Work required -> Reproduce everything in the speech on Bill C-5 from "Leon Benoit Canadian" down to "was not clear.".

Text passage ->
-------------------------
Leon Benoit Canadian Alliance Lakeland, AB

Madam Speaker, I had referred to Group No. 4 and was making comparisons. There is no doubt that my remarks were relevant. As far as mentioning who is in the House, I did not refer to who was or was not in the House. I did not say government members were not in the House today. I said government members had not been speaking to the legislation. I am sorry if the way I expressed it was not clear.

Government members have not been speaking to the legislation. Why have they not been speaking to it? It is because the government has told them they are not allowed to. The whip has come down heavily and told them they are not allowed to speak to Bill C-5. That is not the way a democracy works. What we have had in Canada for some time is not a functioning democracy.

What we have seen with the Group No. 4 amendments is a clear example of this. The committee worked on the Group No. 4 amendments regarding stewardship action plans. The all party committee dominated by the government presented its work in a report. What did the government do with the report? It chose to throw it aside and put in place what the environment minister and members of the cabinet wanted. That is exactly what it did. That is the way the government operates now. It simply threw it aside.
-------------------------
Data excerpt ->
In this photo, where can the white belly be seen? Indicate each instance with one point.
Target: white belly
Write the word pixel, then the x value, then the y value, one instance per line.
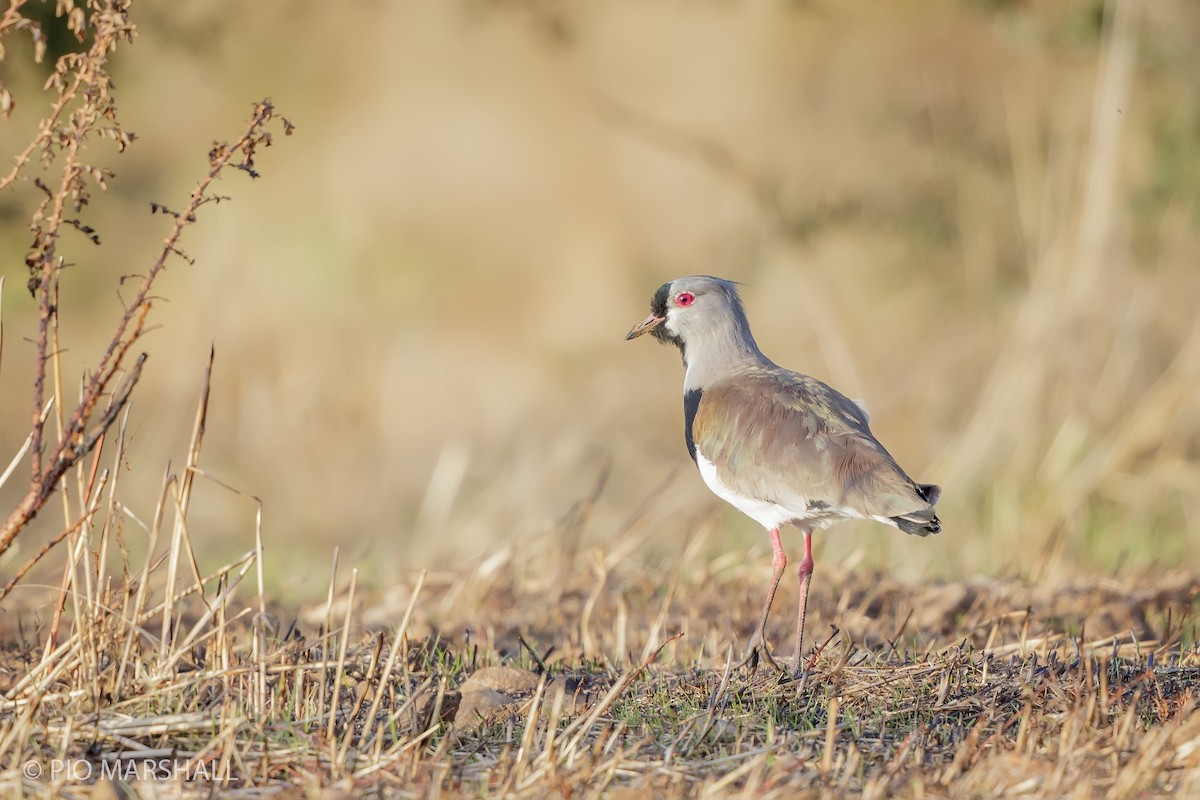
-------------------------
Answer to this exercise ->
Leon Benoit Canadian Alliance Lakeland, AB

Madam Speaker, I had referred to Group No. 4 and was making comparisons. There is no doubt that my remarks were relevant. As far as mentioning who is in the House, I did not refer to who was or was not in the House. I did not say government members were not in the House today. I said government members had not been speaking to the legislation. I am sorry if the way I expressed it was not clear.